### Selected excerpt
────
There has been a lot of debate about decoupling wholesale gas from wholesale power prices. Part of the reason for the link is the way cash-out/imbalance prices work. These are the rates at which power market participants are charged for the power they have over or under-bought. The current very marginal price regime dates back the best part of a decade. Here’s a snapshot of how we covered what was a controversial change at the time.
This was initially written as the Energy Perspective piece in Energy Spectrum on 9 November 2015.
On 5 November the GB electricity market saw possibly its biggest shake-up since the introduction of Betta (the British Electricity Trading and Transmission Arrangements) a decade ago: the introduction of Ofgem’s Electricity Balancing Significant Code Review (EBSCR) changes to electricity imbalance pricing (cash-out) arrangements.
────
### Instruction 1
Answer these questions from the cash-out text:
(a) How does the text describe cash-out/imbalance prices?
(b) On what date, and in which publication, did the piece first appear?
(c) What does Betta stand for?
The rows that come next are separate material with no connection to the cash-out text.
────
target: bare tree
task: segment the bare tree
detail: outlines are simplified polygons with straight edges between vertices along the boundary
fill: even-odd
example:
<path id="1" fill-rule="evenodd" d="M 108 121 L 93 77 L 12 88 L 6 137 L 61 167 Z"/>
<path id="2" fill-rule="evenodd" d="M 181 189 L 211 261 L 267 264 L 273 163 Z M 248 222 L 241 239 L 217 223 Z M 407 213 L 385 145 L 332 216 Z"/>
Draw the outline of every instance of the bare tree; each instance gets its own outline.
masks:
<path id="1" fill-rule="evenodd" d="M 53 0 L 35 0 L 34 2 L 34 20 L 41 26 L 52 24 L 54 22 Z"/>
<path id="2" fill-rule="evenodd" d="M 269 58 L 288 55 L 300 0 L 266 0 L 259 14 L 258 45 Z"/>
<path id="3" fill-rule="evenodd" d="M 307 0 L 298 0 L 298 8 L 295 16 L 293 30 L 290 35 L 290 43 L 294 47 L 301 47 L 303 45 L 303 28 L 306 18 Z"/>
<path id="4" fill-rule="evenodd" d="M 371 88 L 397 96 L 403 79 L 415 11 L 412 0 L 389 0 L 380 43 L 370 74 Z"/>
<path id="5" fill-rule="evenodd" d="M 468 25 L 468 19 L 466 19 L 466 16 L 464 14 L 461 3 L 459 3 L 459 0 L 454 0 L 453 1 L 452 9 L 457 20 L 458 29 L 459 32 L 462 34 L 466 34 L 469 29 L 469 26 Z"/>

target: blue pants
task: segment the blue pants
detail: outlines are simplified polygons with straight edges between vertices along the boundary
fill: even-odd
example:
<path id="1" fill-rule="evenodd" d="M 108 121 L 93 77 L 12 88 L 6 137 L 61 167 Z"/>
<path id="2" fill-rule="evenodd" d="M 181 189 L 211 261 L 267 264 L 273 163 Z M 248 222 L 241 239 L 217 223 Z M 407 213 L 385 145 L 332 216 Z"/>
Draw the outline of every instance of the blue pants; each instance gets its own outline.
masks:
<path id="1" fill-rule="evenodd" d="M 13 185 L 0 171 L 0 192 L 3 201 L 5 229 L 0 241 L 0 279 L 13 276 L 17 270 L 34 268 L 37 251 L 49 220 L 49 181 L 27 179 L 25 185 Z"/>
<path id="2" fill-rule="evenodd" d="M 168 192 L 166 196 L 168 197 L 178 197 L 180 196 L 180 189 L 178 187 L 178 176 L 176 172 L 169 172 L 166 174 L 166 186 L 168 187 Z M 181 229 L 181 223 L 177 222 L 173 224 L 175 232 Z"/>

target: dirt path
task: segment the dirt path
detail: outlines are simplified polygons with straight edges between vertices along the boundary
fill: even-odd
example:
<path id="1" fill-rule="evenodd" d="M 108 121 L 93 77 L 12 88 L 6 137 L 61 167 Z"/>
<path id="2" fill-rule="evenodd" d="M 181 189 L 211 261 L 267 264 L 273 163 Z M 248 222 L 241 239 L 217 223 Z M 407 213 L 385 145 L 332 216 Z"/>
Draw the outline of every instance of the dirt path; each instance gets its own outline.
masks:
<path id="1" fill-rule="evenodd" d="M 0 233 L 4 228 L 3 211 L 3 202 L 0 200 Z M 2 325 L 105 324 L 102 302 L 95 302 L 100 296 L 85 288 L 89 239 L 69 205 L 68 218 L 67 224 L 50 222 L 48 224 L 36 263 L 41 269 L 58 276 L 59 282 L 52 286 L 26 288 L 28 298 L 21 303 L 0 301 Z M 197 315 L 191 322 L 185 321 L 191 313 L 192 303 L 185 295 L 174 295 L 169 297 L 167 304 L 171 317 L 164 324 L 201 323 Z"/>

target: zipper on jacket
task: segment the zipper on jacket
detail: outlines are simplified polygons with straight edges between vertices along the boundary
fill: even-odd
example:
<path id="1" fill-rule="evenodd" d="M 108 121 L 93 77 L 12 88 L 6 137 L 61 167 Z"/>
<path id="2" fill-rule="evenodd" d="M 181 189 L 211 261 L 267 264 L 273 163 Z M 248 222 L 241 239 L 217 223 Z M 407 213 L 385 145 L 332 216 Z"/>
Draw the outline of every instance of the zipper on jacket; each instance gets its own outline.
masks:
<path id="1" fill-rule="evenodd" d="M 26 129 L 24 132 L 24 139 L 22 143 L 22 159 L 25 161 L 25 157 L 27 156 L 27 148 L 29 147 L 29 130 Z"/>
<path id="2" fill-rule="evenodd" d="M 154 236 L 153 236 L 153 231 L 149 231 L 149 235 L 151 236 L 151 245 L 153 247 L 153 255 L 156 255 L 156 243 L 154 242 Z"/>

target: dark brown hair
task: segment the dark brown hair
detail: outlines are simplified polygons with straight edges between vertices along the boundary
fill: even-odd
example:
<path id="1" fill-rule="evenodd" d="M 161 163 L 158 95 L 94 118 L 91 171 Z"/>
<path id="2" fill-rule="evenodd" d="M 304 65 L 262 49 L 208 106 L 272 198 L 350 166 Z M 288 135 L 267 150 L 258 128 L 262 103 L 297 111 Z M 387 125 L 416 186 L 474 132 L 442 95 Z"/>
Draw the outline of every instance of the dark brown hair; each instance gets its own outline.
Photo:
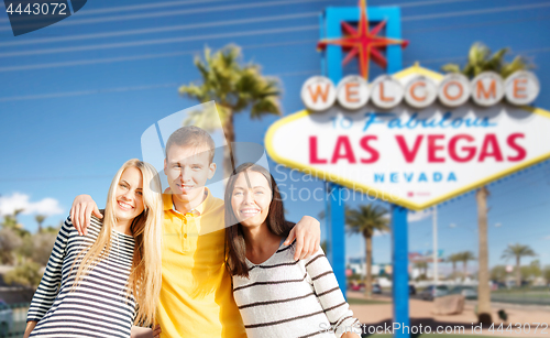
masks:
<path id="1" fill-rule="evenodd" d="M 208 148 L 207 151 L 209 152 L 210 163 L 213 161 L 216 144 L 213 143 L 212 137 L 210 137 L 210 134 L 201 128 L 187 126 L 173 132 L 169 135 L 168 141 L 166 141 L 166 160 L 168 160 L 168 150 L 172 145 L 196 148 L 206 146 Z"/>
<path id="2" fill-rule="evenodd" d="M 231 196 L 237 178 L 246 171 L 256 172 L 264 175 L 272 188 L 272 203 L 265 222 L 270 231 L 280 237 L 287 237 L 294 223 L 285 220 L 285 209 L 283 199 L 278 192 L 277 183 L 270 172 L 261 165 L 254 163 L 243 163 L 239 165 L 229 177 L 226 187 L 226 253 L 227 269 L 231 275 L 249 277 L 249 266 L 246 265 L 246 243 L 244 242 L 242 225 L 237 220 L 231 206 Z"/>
────
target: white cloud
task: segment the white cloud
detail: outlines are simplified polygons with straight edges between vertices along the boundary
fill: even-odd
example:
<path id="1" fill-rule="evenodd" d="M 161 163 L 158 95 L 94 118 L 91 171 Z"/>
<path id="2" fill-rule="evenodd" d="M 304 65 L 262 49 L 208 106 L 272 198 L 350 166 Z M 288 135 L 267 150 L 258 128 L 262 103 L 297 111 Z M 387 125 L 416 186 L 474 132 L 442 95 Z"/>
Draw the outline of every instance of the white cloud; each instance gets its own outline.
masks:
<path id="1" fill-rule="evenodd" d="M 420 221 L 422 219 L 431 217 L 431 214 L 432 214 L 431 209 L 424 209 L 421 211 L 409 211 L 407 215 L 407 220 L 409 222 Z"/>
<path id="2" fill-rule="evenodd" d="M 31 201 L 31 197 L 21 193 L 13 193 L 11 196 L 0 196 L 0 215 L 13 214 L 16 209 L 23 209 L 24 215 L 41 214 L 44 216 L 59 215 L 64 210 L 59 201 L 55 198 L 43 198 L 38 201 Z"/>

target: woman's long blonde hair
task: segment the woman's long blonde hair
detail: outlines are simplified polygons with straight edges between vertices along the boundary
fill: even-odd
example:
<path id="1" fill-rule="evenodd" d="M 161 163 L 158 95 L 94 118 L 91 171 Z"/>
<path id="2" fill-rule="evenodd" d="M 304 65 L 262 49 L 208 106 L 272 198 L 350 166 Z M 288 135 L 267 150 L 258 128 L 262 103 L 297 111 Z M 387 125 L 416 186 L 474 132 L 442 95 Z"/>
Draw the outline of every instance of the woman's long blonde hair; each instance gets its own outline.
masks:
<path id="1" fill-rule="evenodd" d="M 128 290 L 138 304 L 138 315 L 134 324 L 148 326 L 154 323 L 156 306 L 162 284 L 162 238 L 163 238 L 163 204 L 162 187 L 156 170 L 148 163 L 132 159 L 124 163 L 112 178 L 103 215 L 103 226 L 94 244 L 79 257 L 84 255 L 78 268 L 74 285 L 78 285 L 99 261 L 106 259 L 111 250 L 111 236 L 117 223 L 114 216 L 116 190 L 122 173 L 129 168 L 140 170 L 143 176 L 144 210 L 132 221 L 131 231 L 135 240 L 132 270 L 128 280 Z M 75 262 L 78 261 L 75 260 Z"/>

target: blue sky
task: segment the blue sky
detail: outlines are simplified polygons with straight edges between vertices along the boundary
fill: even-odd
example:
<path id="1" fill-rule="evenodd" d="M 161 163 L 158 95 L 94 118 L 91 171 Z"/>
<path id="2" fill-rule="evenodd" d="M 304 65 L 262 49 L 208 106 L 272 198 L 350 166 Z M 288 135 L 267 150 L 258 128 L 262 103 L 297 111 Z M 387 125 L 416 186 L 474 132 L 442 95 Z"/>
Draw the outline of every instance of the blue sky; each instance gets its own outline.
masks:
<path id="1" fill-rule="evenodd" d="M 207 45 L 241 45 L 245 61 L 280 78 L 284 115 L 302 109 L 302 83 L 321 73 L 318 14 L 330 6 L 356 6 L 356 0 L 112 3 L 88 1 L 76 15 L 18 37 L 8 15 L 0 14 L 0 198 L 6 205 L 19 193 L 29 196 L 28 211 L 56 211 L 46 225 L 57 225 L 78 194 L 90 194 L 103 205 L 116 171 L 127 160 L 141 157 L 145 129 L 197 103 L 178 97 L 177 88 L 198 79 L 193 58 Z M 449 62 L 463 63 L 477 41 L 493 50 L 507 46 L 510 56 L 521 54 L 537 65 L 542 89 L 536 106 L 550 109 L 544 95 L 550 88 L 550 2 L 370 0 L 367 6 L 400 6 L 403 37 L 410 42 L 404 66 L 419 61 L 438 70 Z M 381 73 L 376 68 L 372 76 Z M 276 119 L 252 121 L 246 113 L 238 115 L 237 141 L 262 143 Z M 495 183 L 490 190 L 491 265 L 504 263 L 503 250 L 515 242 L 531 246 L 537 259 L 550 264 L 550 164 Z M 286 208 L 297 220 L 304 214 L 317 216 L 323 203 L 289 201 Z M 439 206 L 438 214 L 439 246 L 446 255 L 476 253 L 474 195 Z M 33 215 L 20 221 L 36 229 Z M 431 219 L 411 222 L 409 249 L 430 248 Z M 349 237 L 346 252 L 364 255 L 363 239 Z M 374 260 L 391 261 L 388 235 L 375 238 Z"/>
────
### Instruction 2
Resize the rows in Block 1 from the line containing "target: bare tree" down to the line containing "307 0 L 298", both ends included, and give only those lines again, requests included. Multiply every coordinate in the answer outlines by 0.95 and round to whole numbers, with halves rounded up.

### Written reply 1
(a) They are the rates at which power market participants are charged for the power they have over or under-bought.
(b) It first appeared on 9 November 2015 in Energy Spectrum, as the Energy Perspective piece.
(c) The British Electricity Trading and Transmission Arrangements.

### Written reply 2
target: bare tree
task: segment the bare tree
detail: outlines are simplified polygons with straight edges between vertices along the boundary
fill: even-odd
example:
<path id="1" fill-rule="evenodd" d="M 108 121 L 93 77 L 12 88 L 6 137 L 61 167 Z"/>
<path id="2" fill-rule="evenodd" d="M 181 189 L 211 261 L 267 264 L 273 163 Z M 248 222 L 241 239 L 217 223 Z M 407 213 L 385 145 L 332 216 Z"/>
Draw the outline of every instance of the bare tree; each instance gets its own outline.
masks:
<path id="1" fill-rule="evenodd" d="M 50 0 L 33 0 L 32 2 L 32 19 L 39 25 L 49 23 L 51 21 Z"/>
<path id="2" fill-rule="evenodd" d="M 256 55 L 274 52 L 285 0 L 253 0 L 246 13 L 245 43 Z"/>
<path id="3" fill-rule="evenodd" d="M 292 0 L 283 0 L 283 8 L 280 15 L 278 29 L 276 33 L 276 41 L 279 45 L 286 45 L 288 43 L 288 27 L 291 17 Z"/>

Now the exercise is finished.